-- Start of TEXT SEGMENT --

If you are talking about drives dropping from a RAID array that as to do with the timeout set in Western Digitals Firmware (only on some drives, and will not effect a non RAID disk).


Message edited by Snipergod87 on 01-05-2011 at 05:37:01 PM
Reply to Snipergod87

The strict answer to your question is Yes. For example, I lost a Seagate 7200.12 drive on an Asus mobo. Some things you should know about seeing strings of message on similar failures, so that you can take them with a grain of salt:

1) If a brand is popular, you will almost certainly see failure reports. If someone ships 100 million drives, it's likely that a few will fail.

2) If Brand X fails while you are running Call of Duty, and you post it, this may elicit coincidental reports of other Brand X drives failing during gameplay.

On the other hand, note that the 7200.11 series actually was a disaster.

Reply to WyomingKnott

Can't comment on ASUS, but I between the ones in my system and external ones used for backup and archiving I have 7 WD drives ranging from 500GB to 2TB - none of them have ever given me any problems.

Reply to sminlal

Well, I worked hard over the weekend and today. I've concluded the ASUS mobo/WD HDD combination has nothing to do with the problem. JUst a coincidence...or as someone put it....if someone sells 100 drives, they are bound to have some bad ones.

-- End of TEXT SEGMENT --

REQUIREMENT:
Please answer these questions about the hard drive forum thread:
1. Which Seagate drive was lost on an Asus motherboard?
2. Which Seagate series does the thread say was actually a disaster?
3. How many WD drives does one poster own, and what range of sizes do they cover?

-- Start of RECORDS SHOWN --

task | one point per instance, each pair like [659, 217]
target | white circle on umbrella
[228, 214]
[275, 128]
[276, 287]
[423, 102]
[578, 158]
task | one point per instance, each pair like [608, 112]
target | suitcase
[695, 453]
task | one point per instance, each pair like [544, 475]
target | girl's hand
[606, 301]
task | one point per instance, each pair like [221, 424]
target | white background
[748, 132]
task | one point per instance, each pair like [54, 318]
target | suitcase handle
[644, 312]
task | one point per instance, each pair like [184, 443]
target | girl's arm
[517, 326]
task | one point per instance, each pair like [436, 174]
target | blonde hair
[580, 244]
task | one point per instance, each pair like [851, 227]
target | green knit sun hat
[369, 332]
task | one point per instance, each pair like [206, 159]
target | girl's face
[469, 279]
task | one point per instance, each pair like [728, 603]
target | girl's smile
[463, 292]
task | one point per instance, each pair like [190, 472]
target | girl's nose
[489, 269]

-- End of RECORDS SHOWN --

THE COMPLETED TASK:
1. A Seagate 7200.12 drive.
2. The 7200.11 series.
3. Seven WD drives, ranging from 500GB to 2TB.